**The data:**
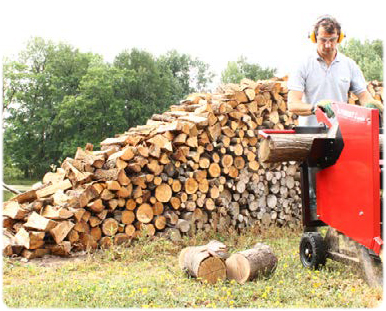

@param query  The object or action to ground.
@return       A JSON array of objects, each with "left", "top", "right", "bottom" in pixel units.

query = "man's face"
[{"left": 316, "top": 26, "right": 338, "bottom": 57}]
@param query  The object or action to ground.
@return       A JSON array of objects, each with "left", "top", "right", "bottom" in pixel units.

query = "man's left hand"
[{"left": 365, "top": 99, "right": 383, "bottom": 112}]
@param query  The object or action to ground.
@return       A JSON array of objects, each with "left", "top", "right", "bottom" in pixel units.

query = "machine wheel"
[{"left": 299, "top": 232, "right": 326, "bottom": 269}]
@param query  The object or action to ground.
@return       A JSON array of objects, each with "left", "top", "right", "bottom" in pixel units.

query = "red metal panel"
[{"left": 316, "top": 104, "right": 382, "bottom": 254}]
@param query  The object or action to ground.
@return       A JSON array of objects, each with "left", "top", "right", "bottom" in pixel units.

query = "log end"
[{"left": 197, "top": 257, "right": 227, "bottom": 284}]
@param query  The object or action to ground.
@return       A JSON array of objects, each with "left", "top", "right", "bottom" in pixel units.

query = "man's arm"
[
  {"left": 288, "top": 91, "right": 312, "bottom": 116},
  {"left": 357, "top": 90, "right": 383, "bottom": 112},
  {"left": 358, "top": 90, "right": 374, "bottom": 106}
]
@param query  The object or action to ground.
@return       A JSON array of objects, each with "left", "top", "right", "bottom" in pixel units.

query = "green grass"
[
  {"left": 3, "top": 229, "right": 383, "bottom": 308},
  {"left": 3, "top": 190, "right": 15, "bottom": 202}
]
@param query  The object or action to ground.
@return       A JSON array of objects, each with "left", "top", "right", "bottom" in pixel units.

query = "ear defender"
[
  {"left": 308, "top": 14, "right": 346, "bottom": 43},
  {"left": 338, "top": 31, "right": 346, "bottom": 43},
  {"left": 308, "top": 31, "right": 346, "bottom": 43},
  {"left": 308, "top": 31, "right": 316, "bottom": 43}
]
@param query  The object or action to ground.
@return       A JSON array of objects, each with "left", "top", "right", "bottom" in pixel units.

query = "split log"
[
  {"left": 178, "top": 241, "right": 227, "bottom": 284},
  {"left": 225, "top": 243, "right": 278, "bottom": 284},
  {"left": 259, "top": 134, "right": 383, "bottom": 163}
]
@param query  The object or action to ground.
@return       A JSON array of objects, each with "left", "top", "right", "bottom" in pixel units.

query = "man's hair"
[{"left": 314, "top": 15, "right": 341, "bottom": 36}]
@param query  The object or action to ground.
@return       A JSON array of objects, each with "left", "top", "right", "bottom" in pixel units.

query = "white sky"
[{"left": 0, "top": 0, "right": 386, "bottom": 85}]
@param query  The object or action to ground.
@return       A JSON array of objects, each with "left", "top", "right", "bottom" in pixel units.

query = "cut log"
[
  {"left": 3, "top": 201, "right": 29, "bottom": 219},
  {"left": 155, "top": 183, "right": 172, "bottom": 203},
  {"left": 24, "top": 212, "right": 57, "bottom": 232},
  {"left": 136, "top": 203, "right": 154, "bottom": 224},
  {"left": 50, "top": 220, "right": 75, "bottom": 244},
  {"left": 36, "top": 179, "right": 72, "bottom": 198},
  {"left": 178, "top": 241, "right": 226, "bottom": 284},
  {"left": 15, "top": 228, "right": 45, "bottom": 249},
  {"left": 101, "top": 218, "right": 119, "bottom": 236},
  {"left": 259, "top": 134, "right": 327, "bottom": 163},
  {"left": 225, "top": 243, "right": 278, "bottom": 284}
]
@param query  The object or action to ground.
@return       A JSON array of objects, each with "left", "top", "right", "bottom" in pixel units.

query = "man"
[{"left": 287, "top": 15, "right": 383, "bottom": 125}]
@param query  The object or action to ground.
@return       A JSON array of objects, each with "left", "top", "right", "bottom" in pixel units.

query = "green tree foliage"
[
  {"left": 3, "top": 38, "right": 213, "bottom": 178},
  {"left": 3, "top": 38, "right": 91, "bottom": 177},
  {"left": 340, "top": 38, "right": 383, "bottom": 81},
  {"left": 221, "top": 56, "right": 277, "bottom": 83}
]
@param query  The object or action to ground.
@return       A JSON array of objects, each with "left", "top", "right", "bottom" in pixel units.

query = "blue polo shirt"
[{"left": 287, "top": 50, "right": 366, "bottom": 125}]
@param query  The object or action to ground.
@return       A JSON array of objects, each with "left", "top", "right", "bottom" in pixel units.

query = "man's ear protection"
[{"left": 308, "top": 15, "right": 346, "bottom": 43}]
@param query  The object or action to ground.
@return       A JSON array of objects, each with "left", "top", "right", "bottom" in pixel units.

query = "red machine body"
[{"left": 316, "top": 103, "right": 383, "bottom": 255}]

**Task brief:**
Transcribe the whole listing, character for character, but not its images.

**Exercise answer:**
@param query  The object or action to ground.
@return       A JSON array of objects, each with "left", "top", "right", "bottom" in pixel units.

query = "man's face"
[{"left": 316, "top": 26, "right": 338, "bottom": 57}]
@param query  The object or action to ground.
@return       A JSON array of objects, each with "left", "top", "right", "bottom" in pixel units.

query = "man's left hand"
[{"left": 365, "top": 99, "right": 383, "bottom": 112}]
@param query  The object or action to ground.
@return       A JSON array of objects, each with "left", "top", "right", "bottom" in pixel units.

query = "machine wheel"
[{"left": 299, "top": 232, "right": 326, "bottom": 269}]
@param query  The object or action to ground.
@return       A JSON array of objects, each with "left", "top", "right", "bottom" in pixel units.

query = "red metal panel"
[{"left": 316, "top": 104, "right": 382, "bottom": 254}]
@param query  The object or action to ground.
@return       A JSON array of objects, each with "left", "top", "right", "bottom" in pixel units.

query = "log end"
[{"left": 197, "top": 257, "right": 227, "bottom": 284}]
@param query  The object or action to ground.
@return       A JSON array of objects, each with "left", "top", "right", "bottom" in pixel units.

query = "man's arm"
[
  {"left": 288, "top": 91, "right": 312, "bottom": 116},
  {"left": 357, "top": 90, "right": 383, "bottom": 112},
  {"left": 358, "top": 90, "right": 374, "bottom": 106}
]
@param query  The object or action to ground.
@return       A JSON array of objects, each with "left", "top", "right", "bottom" in pixel units.

query = "green grass"
[
  {"left": 3, "top": 229, "right": 383, "bottom": 308},
  {"left": 3, "top": 190, "right": 15, "bottom": 202}
]
@param query  The object or action to ground.
@return       A JSON array of objects, each with "left", "top", "right", "bottom" in pixel units.

query = "ear defender"
[
  {"left": 308, "top": 14, "right": 346, "bottom": 43},
  {"left": 338, "top": 31, "right": 346, "bottom": 43},
  {"left": 308, "top": 31, "right": 346, "bottom": 43},
  {"left": 308, "top": 31, "right": 316, "bottom": 43}
]
@param query  The object or action to ground.
@return       A JSON array of objects, each with "left", "top", "right", "bottom" in pixel units.

query = "split log"
[
  {"left": 178, "top": 241, "right": 227, "bottom": 284},
  {"left": 225, "top": 243, "right": 278, "bottom": 284},
  {"left": 259, "top": 134, "right": 383, "bottom": 163}
]
@param query  The object or action to ground.
@return       A JSON array of objects, each with "left", "top", "right", "bottom" in pixel units.

query = "man's hair"
[{"left": 314, "top": 15, "right": 341, "bottom": 36}]
@param query  The object or action to ground.
@return       A JSON array of objects, each with "left", "top", "right", "bottom" in pixel units.

query = "white sky"
[{"left": 0, "top": 0, "right": 386, "bottom": 85}]
@param query  The object or action to ground.
@return       A JSON array of objects, each with "left", "top", "right", "bottom" in pixel units.

query = "cut log"
[
  {"left": 3, "top": 201, "right": 29, "bottom": 219},
  {"left": 155, "top": 183, "right": 172, "bottom": 203},
  {"left": 24, "top": 212, "right": 57, "bottom": 232},
  {"left": 136, "top": 203, "right": 154, "bottom": 224},
  {"left": 50, "top": 220, "right": 75, "bottom": 244},
  {"left": 36, "top": 179, "right": 72, "bottom": 198},
  {"left": 178, "top": 241, "right": 226, "bottom": 284},
  {"left": 15, "top": 228, "right": 45, "bottom": 249},
  {"left": 101, "top": 218, "right": 119, "bottom": 236},
  {"left": 259, "top": 134, "right": 327, "bottom": 163},
  {"left": 225, "top": 243, "right": 278, "bottom": 284}
]
@param query  The object or action to ground.
@return       A JSON array of objects, each with "left", "top", "right", "bottom" in pixel units.

query = "man"
[{"left": 287, "top": 15, "right": 383, "bottom": 125}]
@param query  The object or action to ground.
@return       A JSON array of objects, each with "left", "top", "right", "bottom" in pixel units.

query = "green tree foliage"
[
  {"left": 3, "top": 38, "right": 213, "bottom": 178},
  {"left": 3, "top": 38, "right": 91, "bottom": 177},
  {"left": 340, "top": 38, "right": 383, "bottom": 81},
  {"left": 221, "top": 56, "right": 277, "bottom": 83}
]
@param query  The object or action to ground.
@return       A JSON array of objects, each with "left", "top", "right", "bottom" in pixel units.

query = "blue polo shirt"
[{"left": 287, "top": 50, "right": 366, "bottom": 125}]
@param query  The object or action to ground.
@return       A JSON array of objects, each with "left", "top", "right", "bottom" in pixel units.

query = "man's ear protection"
[{"left": 308, "top": 15, "right": 346, "bottom": 43}]
@param query  The object or action to ground.
@return       A JSON array of objects, each with "left", "top", "right", "bottom" in pixel units.

query = "red machine body"
[{"left": 316, "top": 103, "right": 383, "bottom": 255}]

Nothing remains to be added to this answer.